Task goal:
Reproduce the records verbatim, beginning with the line containing "If you could mark the racing" and continuing through the line containing "<point>122,53</point>".

Data extract:
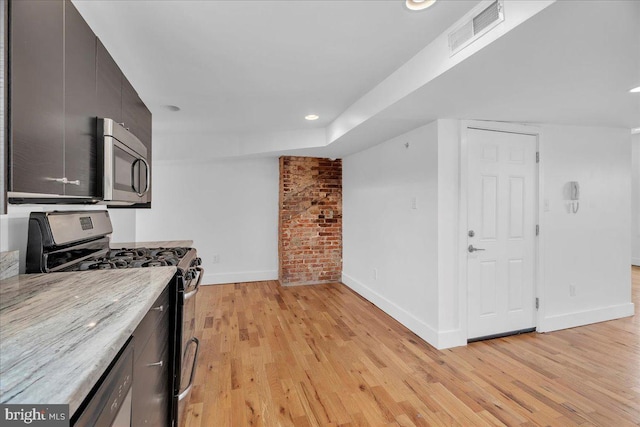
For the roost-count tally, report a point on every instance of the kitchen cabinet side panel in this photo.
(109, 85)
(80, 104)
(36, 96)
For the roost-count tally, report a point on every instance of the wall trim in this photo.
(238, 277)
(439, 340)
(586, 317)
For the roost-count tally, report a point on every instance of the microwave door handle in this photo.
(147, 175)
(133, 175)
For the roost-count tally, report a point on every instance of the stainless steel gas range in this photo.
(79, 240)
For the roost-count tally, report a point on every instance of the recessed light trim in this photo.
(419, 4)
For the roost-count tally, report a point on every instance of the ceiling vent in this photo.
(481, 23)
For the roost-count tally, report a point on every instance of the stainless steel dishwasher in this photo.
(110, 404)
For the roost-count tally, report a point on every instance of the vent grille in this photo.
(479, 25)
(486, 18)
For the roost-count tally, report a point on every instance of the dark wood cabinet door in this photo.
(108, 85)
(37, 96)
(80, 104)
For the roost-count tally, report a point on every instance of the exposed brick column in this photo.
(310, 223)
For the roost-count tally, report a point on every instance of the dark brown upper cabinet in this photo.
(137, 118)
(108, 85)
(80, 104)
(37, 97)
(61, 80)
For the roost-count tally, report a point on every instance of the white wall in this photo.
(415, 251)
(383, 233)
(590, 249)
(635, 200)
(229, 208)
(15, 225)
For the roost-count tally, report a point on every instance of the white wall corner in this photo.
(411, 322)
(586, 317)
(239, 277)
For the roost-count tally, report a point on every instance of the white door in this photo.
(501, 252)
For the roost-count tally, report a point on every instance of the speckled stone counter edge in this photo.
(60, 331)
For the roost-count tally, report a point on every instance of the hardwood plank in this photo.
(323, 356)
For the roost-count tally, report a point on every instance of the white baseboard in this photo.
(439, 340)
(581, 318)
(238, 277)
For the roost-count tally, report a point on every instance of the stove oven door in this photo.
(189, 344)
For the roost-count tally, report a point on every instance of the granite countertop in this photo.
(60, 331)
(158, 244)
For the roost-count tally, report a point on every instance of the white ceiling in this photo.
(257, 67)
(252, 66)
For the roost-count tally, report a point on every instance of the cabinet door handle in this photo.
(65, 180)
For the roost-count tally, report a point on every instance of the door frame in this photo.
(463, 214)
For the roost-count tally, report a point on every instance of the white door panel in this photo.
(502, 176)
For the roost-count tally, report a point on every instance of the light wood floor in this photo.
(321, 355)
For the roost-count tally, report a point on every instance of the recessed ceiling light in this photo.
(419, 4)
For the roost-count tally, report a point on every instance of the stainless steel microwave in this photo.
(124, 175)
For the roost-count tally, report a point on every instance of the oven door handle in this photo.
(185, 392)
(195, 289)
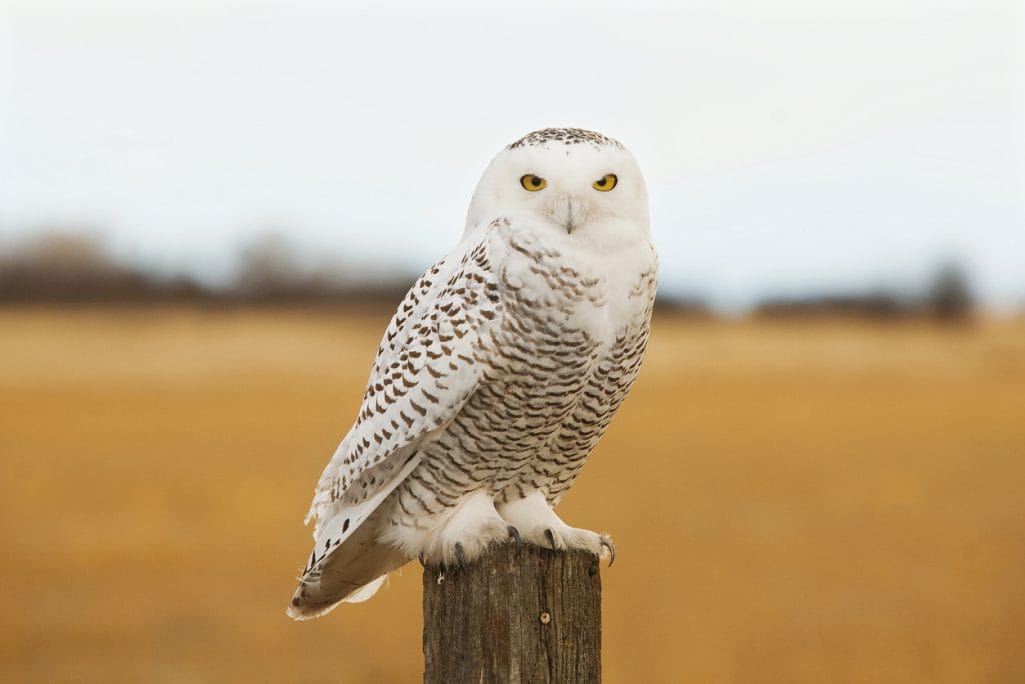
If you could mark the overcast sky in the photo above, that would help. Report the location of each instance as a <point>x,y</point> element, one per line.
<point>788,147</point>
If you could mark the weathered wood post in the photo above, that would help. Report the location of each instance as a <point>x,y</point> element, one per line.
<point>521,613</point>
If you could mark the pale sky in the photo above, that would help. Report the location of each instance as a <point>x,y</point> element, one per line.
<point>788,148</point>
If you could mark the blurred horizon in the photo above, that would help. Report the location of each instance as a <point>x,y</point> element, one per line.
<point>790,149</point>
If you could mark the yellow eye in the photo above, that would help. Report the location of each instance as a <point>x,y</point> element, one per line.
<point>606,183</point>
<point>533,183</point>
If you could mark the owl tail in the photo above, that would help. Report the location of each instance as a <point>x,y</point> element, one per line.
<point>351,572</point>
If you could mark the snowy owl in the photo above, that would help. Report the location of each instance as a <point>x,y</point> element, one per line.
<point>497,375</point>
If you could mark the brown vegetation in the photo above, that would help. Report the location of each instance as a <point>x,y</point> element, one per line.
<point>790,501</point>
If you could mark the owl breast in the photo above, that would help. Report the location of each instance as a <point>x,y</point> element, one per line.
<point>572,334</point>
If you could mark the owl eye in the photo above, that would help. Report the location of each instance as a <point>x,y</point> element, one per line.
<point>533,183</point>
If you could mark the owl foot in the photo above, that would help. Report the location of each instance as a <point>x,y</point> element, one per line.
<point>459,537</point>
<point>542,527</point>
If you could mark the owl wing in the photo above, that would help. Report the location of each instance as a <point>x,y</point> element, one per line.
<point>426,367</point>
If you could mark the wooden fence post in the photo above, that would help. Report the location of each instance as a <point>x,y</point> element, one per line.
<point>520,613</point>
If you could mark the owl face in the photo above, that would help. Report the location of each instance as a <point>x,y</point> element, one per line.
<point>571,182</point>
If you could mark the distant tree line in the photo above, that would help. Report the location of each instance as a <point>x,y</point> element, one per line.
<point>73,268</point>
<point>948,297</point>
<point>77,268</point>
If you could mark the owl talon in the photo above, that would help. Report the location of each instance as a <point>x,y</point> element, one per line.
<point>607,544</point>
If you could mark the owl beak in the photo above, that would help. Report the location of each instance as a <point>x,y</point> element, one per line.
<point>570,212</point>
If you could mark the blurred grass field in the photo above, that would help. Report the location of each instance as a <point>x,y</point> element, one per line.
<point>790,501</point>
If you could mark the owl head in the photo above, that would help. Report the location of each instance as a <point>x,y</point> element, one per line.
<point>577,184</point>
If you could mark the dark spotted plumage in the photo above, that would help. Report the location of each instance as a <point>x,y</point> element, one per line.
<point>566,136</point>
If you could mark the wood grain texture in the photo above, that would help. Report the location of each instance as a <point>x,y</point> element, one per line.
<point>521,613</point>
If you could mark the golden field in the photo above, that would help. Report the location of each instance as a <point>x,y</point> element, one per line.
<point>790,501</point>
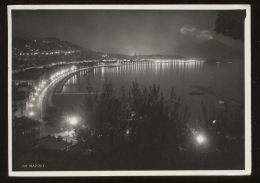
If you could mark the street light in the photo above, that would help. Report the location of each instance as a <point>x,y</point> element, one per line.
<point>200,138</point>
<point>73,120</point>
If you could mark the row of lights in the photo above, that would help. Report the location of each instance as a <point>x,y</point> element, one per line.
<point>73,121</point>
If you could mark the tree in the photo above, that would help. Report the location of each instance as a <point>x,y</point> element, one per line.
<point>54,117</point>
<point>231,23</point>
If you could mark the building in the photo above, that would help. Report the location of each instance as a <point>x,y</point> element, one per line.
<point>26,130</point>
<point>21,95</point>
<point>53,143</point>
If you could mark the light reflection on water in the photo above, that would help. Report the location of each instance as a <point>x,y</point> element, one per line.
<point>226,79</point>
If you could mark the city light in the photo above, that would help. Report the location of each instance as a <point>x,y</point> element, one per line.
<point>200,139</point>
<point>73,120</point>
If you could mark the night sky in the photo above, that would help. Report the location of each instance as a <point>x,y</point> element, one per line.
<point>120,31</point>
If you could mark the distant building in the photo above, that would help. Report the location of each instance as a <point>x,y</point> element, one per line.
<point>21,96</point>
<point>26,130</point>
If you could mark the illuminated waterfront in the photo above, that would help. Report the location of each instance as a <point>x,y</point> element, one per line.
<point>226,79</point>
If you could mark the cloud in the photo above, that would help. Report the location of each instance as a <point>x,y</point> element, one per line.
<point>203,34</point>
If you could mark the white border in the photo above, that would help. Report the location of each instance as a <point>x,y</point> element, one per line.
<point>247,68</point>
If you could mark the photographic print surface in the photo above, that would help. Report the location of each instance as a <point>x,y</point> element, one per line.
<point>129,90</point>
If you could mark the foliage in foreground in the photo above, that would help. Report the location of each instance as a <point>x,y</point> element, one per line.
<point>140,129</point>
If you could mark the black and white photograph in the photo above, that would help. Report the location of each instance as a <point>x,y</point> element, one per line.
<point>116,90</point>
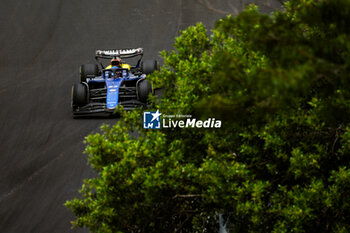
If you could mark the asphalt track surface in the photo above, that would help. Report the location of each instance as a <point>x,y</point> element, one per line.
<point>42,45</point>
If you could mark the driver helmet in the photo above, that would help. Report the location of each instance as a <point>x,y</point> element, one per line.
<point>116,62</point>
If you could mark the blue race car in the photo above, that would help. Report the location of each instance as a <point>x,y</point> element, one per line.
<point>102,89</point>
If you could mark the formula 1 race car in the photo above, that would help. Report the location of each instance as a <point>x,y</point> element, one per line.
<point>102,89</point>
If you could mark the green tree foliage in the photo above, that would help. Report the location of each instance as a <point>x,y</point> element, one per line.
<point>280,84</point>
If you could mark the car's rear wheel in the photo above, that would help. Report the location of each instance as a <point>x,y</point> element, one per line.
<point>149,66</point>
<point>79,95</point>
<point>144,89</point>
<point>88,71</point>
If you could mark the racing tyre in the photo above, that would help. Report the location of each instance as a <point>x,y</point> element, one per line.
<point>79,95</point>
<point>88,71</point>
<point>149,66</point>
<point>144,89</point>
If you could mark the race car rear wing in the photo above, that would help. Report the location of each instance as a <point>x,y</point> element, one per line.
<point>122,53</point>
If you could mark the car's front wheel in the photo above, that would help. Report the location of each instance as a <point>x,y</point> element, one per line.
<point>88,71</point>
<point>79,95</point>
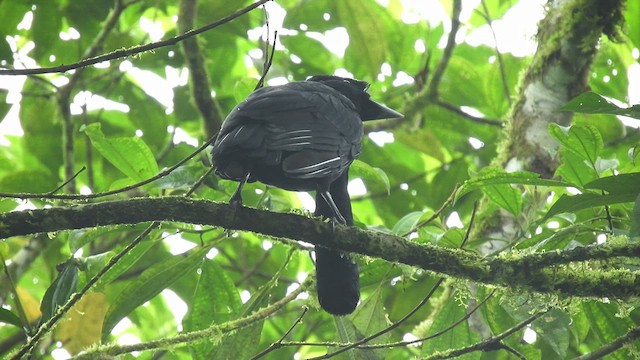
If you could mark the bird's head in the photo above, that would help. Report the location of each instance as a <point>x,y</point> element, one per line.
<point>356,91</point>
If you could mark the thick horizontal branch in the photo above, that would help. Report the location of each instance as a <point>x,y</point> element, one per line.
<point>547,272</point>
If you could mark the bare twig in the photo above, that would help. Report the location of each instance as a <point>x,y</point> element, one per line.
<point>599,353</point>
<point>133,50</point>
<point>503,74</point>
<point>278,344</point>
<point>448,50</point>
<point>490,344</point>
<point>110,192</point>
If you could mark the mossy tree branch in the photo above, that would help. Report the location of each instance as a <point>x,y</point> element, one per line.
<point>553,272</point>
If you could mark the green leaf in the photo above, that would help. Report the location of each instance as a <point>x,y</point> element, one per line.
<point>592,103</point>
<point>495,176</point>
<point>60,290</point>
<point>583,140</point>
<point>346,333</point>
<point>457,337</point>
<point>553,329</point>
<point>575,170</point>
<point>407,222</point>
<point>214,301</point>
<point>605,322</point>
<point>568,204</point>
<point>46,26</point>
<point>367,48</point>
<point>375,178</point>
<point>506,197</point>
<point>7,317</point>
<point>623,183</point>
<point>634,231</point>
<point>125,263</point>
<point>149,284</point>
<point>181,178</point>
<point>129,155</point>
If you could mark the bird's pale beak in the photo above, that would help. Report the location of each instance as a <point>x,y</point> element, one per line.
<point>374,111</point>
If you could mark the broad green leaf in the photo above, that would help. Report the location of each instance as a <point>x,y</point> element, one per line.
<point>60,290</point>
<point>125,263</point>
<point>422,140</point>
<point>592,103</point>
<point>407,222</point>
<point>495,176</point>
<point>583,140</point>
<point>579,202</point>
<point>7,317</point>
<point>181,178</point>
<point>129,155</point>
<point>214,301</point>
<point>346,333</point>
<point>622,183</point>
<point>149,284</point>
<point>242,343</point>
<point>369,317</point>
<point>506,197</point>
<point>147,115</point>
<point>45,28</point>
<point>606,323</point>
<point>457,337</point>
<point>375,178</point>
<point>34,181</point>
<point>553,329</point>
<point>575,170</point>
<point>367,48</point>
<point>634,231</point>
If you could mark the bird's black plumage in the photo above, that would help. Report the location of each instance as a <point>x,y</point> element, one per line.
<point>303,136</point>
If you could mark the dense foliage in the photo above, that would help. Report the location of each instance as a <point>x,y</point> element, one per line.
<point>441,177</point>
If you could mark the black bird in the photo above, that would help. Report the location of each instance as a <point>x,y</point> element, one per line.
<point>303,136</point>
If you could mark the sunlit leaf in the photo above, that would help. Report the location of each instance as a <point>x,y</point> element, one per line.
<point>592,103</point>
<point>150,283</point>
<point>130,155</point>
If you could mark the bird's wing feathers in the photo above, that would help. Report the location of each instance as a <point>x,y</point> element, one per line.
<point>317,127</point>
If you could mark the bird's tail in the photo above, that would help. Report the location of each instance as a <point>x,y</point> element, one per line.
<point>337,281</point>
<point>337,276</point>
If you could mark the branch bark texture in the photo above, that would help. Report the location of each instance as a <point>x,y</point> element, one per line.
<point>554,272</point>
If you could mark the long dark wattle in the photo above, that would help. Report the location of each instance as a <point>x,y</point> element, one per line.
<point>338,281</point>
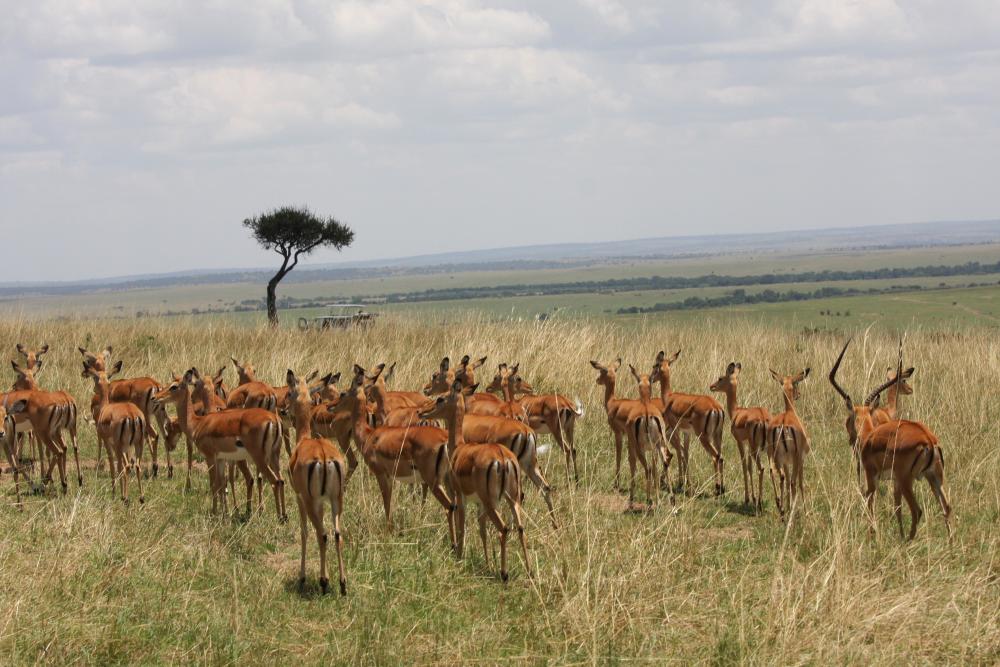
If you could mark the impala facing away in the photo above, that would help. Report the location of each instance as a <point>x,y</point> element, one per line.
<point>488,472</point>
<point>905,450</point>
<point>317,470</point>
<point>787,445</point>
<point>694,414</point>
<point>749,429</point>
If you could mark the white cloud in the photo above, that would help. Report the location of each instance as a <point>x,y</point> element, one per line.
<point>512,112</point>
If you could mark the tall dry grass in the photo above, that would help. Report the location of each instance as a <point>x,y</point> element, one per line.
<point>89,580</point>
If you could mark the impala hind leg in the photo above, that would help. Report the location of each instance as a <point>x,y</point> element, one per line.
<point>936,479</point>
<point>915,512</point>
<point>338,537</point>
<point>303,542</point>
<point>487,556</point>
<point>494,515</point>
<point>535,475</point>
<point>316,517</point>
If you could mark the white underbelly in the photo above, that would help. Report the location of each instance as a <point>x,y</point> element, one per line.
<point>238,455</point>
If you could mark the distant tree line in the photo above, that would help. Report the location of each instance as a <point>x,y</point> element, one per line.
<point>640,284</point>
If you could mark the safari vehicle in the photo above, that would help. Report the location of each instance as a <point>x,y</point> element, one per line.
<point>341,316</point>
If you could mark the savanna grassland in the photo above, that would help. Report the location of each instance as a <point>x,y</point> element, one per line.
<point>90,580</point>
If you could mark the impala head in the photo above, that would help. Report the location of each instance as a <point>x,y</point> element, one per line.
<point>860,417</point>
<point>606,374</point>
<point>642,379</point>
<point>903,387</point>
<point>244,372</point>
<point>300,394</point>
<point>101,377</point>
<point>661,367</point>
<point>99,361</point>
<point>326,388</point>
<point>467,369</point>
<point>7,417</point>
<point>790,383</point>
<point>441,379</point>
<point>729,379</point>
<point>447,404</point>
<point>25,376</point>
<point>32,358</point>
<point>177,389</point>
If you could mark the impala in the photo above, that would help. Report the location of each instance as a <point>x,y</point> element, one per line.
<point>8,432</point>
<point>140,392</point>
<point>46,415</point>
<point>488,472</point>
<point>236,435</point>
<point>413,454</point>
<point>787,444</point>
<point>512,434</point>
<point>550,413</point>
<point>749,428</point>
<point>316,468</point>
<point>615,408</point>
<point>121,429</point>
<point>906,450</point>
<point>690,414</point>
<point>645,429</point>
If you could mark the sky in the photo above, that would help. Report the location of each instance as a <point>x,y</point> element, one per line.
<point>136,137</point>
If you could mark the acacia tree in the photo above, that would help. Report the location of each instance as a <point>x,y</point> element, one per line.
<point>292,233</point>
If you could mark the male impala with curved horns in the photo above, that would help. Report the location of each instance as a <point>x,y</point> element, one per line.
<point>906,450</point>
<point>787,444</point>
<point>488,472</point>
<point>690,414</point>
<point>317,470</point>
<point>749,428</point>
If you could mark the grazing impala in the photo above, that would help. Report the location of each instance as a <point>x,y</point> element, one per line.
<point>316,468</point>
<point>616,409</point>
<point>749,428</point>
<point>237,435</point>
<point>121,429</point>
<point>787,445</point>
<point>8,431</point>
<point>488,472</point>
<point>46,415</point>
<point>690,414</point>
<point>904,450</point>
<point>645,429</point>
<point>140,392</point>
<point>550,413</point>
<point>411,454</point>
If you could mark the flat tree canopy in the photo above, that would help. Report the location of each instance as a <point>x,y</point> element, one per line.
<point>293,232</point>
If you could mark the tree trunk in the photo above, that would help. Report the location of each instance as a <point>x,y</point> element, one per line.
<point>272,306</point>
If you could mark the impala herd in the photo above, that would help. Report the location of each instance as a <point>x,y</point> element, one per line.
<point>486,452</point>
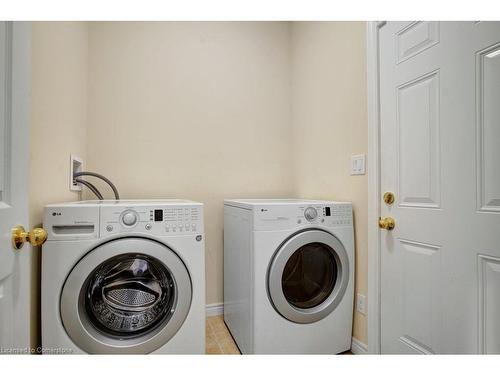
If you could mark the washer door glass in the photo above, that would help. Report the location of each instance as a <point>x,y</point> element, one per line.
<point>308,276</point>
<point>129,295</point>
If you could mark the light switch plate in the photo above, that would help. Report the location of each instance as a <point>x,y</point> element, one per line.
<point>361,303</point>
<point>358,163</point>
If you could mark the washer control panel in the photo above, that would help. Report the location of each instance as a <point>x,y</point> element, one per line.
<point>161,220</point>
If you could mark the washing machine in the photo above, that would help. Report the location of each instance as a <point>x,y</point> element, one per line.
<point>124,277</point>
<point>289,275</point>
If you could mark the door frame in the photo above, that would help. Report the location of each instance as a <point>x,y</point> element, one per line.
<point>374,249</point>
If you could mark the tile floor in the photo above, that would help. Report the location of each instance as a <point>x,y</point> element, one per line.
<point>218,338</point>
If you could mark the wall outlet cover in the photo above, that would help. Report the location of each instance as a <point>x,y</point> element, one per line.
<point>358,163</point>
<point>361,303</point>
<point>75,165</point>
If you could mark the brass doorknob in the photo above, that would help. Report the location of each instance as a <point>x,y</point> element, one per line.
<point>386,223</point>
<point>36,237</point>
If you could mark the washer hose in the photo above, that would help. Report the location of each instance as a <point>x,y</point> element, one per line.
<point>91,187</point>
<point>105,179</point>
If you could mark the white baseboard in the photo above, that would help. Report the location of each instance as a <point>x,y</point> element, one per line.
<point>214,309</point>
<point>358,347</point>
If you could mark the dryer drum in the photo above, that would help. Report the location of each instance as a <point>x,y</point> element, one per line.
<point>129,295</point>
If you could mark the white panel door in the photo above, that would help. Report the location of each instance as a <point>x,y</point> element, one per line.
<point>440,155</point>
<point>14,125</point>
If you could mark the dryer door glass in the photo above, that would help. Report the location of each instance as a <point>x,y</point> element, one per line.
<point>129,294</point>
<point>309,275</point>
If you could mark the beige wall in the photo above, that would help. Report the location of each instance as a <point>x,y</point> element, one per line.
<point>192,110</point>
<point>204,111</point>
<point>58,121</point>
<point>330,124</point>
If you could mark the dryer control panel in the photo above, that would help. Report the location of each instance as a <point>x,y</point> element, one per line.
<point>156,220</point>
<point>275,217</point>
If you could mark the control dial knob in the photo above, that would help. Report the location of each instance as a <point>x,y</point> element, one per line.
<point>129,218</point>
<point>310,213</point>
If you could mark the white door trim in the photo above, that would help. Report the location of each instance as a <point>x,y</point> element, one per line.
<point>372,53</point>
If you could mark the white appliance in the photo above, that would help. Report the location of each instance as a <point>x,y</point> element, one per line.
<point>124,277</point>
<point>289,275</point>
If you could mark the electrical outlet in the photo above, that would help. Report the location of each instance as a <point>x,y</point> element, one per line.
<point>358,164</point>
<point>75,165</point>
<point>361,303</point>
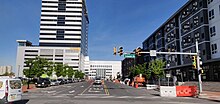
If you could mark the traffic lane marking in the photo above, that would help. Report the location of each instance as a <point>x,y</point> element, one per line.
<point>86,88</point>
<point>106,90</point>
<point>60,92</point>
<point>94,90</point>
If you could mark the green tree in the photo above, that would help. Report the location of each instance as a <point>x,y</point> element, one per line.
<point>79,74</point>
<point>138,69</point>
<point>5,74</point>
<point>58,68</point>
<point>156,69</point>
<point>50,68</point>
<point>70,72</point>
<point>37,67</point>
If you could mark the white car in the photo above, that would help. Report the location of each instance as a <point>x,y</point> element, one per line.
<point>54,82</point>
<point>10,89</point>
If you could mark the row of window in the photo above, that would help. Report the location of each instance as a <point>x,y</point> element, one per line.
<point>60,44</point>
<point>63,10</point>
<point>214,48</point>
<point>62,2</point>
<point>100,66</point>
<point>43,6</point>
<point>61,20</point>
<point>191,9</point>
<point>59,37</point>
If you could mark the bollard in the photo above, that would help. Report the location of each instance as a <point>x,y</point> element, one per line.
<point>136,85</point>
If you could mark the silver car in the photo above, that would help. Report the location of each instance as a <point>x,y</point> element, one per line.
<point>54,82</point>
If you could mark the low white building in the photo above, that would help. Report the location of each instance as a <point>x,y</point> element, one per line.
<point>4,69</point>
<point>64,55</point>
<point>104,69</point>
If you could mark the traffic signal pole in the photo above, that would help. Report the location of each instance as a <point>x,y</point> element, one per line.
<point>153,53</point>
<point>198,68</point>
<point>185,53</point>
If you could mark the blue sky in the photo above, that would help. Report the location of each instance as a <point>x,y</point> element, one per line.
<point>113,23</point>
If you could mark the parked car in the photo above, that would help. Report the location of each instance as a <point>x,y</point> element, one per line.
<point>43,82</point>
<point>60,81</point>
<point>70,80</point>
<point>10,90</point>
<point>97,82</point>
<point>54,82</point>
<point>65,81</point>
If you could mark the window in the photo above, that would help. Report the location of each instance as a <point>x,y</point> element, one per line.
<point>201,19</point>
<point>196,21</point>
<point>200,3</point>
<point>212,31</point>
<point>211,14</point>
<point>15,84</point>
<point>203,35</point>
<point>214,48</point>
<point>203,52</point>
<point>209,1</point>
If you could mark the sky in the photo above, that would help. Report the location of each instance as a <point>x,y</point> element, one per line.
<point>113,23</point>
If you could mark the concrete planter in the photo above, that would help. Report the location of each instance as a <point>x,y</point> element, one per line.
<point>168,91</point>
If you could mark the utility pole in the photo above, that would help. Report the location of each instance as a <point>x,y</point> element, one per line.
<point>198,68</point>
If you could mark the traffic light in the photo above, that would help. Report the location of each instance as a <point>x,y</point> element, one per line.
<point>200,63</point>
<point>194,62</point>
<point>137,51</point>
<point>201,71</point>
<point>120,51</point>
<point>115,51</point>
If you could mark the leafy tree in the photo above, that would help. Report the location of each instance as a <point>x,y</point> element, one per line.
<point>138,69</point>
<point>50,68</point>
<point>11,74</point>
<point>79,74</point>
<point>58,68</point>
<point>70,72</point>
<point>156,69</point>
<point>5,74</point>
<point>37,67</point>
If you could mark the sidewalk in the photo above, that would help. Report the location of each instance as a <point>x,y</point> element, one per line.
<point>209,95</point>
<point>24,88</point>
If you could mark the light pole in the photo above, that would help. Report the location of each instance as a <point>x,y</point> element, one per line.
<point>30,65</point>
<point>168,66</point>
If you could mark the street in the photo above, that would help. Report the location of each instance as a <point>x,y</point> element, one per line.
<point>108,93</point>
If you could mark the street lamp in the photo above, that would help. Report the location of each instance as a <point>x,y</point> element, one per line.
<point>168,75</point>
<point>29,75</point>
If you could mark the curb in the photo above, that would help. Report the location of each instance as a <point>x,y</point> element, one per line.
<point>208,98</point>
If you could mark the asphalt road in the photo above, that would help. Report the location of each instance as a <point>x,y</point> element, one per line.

Answer below:
If you could mark the racing tyre in the photo above, that would help. Report the location of each instance as a <point>x,y</point> element, one per line.
<point>79,95</point>
<point>88,71</point>
<point>149,66</point>
<point>144,89</point>
If you could mark the race car rear wing in the photo above, that would help. Report the location of each instance as a <point>x,y</point> element, one per line.
<point>122,53</point>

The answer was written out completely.